**EXERCISE:**
Put every line of the records below into a JSON list of strings, one string per line, and leave out any blank lines.

--- START GIVEN DATA ---

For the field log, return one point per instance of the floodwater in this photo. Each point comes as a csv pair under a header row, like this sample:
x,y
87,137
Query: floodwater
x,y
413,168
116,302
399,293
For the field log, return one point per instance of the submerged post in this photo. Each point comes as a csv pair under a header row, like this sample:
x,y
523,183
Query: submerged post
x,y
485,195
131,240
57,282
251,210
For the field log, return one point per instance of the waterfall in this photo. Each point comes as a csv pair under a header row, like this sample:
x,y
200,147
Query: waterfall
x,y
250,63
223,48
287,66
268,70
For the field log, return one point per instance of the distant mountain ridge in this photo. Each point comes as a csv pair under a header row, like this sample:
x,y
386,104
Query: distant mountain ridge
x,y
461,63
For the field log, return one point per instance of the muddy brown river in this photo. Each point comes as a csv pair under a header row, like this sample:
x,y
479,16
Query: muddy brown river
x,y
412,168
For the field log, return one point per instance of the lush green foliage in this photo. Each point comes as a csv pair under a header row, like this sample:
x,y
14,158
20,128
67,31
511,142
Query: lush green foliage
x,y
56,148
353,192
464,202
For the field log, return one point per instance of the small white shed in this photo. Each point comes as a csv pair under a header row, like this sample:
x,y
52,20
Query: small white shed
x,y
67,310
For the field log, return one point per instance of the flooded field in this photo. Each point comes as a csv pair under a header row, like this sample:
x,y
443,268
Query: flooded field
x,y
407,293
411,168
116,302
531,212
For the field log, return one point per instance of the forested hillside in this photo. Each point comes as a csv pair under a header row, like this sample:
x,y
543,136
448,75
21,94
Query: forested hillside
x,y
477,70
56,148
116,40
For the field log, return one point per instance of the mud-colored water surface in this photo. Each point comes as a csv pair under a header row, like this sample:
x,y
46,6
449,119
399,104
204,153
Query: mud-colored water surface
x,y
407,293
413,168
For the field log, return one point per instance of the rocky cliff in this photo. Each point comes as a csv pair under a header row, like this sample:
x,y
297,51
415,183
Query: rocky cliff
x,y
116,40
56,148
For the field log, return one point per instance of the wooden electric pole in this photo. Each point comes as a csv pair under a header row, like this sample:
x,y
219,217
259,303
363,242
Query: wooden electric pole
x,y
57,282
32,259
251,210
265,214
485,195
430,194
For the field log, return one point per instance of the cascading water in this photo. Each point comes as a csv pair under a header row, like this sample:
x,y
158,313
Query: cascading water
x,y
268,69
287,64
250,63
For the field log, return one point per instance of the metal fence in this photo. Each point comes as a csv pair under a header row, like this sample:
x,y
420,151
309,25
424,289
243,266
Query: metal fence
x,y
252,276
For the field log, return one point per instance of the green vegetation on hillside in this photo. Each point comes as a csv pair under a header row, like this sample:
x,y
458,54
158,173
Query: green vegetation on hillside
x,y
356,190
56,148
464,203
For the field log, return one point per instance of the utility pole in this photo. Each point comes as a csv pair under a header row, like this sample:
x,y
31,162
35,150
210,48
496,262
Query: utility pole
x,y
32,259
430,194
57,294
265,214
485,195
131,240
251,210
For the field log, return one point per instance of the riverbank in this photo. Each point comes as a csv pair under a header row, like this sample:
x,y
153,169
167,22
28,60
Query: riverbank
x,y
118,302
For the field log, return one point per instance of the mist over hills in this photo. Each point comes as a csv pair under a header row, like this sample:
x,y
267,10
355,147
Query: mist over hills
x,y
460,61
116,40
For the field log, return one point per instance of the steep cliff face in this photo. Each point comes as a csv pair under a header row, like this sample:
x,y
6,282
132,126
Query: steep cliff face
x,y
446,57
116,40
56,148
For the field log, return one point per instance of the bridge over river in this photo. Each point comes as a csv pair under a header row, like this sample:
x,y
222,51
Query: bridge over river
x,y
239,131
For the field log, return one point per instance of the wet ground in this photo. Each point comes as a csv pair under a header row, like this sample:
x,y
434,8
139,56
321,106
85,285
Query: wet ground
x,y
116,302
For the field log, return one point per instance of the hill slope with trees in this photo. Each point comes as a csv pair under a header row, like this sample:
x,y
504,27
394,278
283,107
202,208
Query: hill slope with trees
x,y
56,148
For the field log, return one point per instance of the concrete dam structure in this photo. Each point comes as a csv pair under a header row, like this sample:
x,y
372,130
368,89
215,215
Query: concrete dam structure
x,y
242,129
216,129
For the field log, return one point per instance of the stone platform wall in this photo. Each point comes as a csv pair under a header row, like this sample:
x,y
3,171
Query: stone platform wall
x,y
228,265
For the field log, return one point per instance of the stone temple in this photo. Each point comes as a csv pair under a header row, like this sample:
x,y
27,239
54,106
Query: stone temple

--- END GIVEN DATA ---

**EXERCISE RESPONSE:**
[
  "For the field log, return one point per instance of the floodwater in this photo. Each point comes as a csv pair under a header row, like this sample:",
  "x,y",
  "87,137",
  "Query: floodwater",
  "x,y",
  "413,168",
  "116,302",
  "399,293",
  "For the field log, return one point per instance of the submerged post in this photo. Each point comes as a csv pair under a header row, like this sample:",
  "x,y",
  "523,183",
  "Query: submerged post",
  "x,y",
  "485,195",
  "131,240",
  "57,282",
  "251,210",
  "For the field log, return one point per instance of the waterfall in this photo. Each point comes as a csv pair under a header row, like this sample:",
  "x,y",
  "200,147",
  "Query: waterfall",
  "x,y",
  "250,63",
  "223,48",
  "287,66",
  "268,70",
  "For the field log, return one point per instance of the distant mountain ridge in this photo. Each point comes as a csv pair under a header row, like this sample:",
  "x,y",
  "386,104",
  "Query: distant mountain ridge",
  "x,y",
  "461,63",
  "For the field log, return one point per instance of the muddy brown river in this photo. Each point comes as a csv pair under a header row, like this sample:",
  "x,y",
  "479,16",
  "Query: muddy brown river",
  "x,y",
  "412,168",
  "For the field log, return one point per instance of the lush green foliage in this photo. Each point comes as a csv pair under a header row, like this sample:",
  "x,y",
  "14,158",
  "20,128",
  "67,31",
  "511,142",
  "Query: lush green foliage",
  "x,y",
  "56,148",
  "353,192",
  "464,202",
  "For the field log, return one point per instance of the small white shed in this photo. Each point comes as a csv pair under a header row, like this sample:",
  "x,y",
  "52,20",
  "Query: small white shed",
  "x,y",
  "67,310",
  "For the field log, return one point per instance of the flooded field in this photo. Each point comes as a csv pair under a header row, like this sample:",
  "x,y",
  "443,268",
  "Query: flooded field",
  "x,y",
  "407,293",
  "411,168",
  "116,302",
  "531,212",
  "For the field log, return one point per instance of the forested hillside in this photo. Each point comes as a csv pair under a header row, like this sample:",
  "x,y",
  "543,136",
  "448,75",
  "21,94",
  "Query: forested hillside",
  "x,y",
  "477,70",
  "56,148",
  "116,40",
  "For the field log, return one point per instance of the mud-colored water surface in this photo. Each point comes as a csv pair under a header row, like this sample:",
  "x,y",
  "46,6",
  "449,119",
  "399,104",
  "204,153",
  "Query: mud-colored water surface",
  "x,y",
  "407,293",
  "413,168",
  "For the field log, return one point per instance of the rocky cliff in this photo. Each point comes as a csv pair under a header row, like this sample:",
  "x,y",
  "297,51",
  "415,183",
  "Query: rocky cliff",
  "x,y",
  "116,40",
  "56,148",
  "For the field log, return one point per instance of the wooden electric pole in this photo. Each point comes as a csv pair under a header row, like this sample:",
  "x,y",
  "219,217",
  "259,303",
  "363,242",
  "Query: wooden electric pole",
  "x,y",
  "57,282",
  "32,259",
  "251,210",
  "265,214",
  "485,195",
  "430,194",
  "For the field log, return one point per instance of the cascading water in this photo. Each point comes as a csv pair under a header row, like this sample:",
  "x,y",
  "158,313",
  "Query: cascading water",
  "x,y",
  "268,69",
  "287,64",
  "250,63",
  "For the field log, return one point per instance of the metal fence in this photo. Each point comes as a csv pair under a header row, like this sample:",
  "x,y",
  "420,151",
  "309,25",
  "424,289",
  "243,266",
  "Query: metal fence",
  "x,y",
  "252,276",
  "For the field log, return one point per instance of the green vegetation on hillside in this photo. Each point comes as a csv pair under a header row, like this sample:",
  "x,y",
  "458,54",
  "158,173",
  "Query: green vegetation on hillside",
  "x,y",
  "356,190",
  "56,148",
  "464,203",
  "For the field log, return one point per instance of the utility pole in this photo. Each point comes as a csv pair under a header row, like this sample:",
  "x,y",
  "31,162",
  "35,150",
  "210,48",
  "496,262",
  "Query: utility pole",
  "x,y",
  "32,259",
  "430,194",
  "57,294",
  "265,214",
  "485,195",
  "131,240",
  "251,210",
  "For the field log, return one point per instance of the riverbank in this photo. Each point comes as a csv pair under a header row, like this sample:",
  "x,y",
  "153,169",
  "167,22",
  "28,60",
  "Query: riverbank",
  "x,y",
  "118,302",
  "For the field log, return one point per instance of the mist over hills in this photo. Each point comes as a csv pair under a header row, like this sample:",
  "x,y",
  "267,10",
  "355,147",
  "Query: mist over hills",
  "x,y",
  "460,61",
  "116,40",
  "For the field log, return one point per instance of the steep cliff face in this photo. Each point comes as a csv pair under a header row, like this sample:",
  "x,y",
  "6,282",
  "132,126",
  "Query: steep cliff face",
  "x,y",
  "446,57",
  "116,40",
  "56,148",
  "For the field log, return one point per instance of the bridge over river in this photo. Each point comes as a csv pair under a header row, like this sample:",
  "x,y",
  "222,51",
  "Query: bridge over river",
  "x,y",
  "239,131",
  "For the field log, return one point per instance of the wet ground in this photo. Each point comes as a csv pair under a header row, like this sample:",
  "x,y",
  "434,8",
  "139,56",
  "321,106",
  "85,285",
  "Query: wet ground",
  "x,y",
  "116,302",
  "For the field log, return one point per instance of the hill slope with trees in this photo. Each point comes as a csv pair under a header row, like this sample:",
  "x,y",
  "504,27",
  "394,278",
  "283,107",
  "202,208",
  "Query: hill slope with trees",
  "x,y",
  "56,148",
  "For the field log, return one point per instance of the concrete dam structure in this photo. Each point comes as a csv pair under a header row, like this sample:",
  "x,y",
  "372,130",
  "368,89",
  "215,215",
  "Query: concrete dam structure",
  "x,y",
  "242,129",
  "216,129",
  "For the field log, return one point per instance of the stone platform wall in this photo. Each point comes as a csv pair under a header row, like this sample:",
  "x,y",
  "3,171",
  "Query: stone platform wall",
  "x,y",
  "228,265",
  "For the field log, return one point per instance of the stone temple in this photo. Each point comes as a csv pair under a header row, like this sample:",
  "x,y",
  "27,239",
  "54,106",
  "Query: stone temple"
]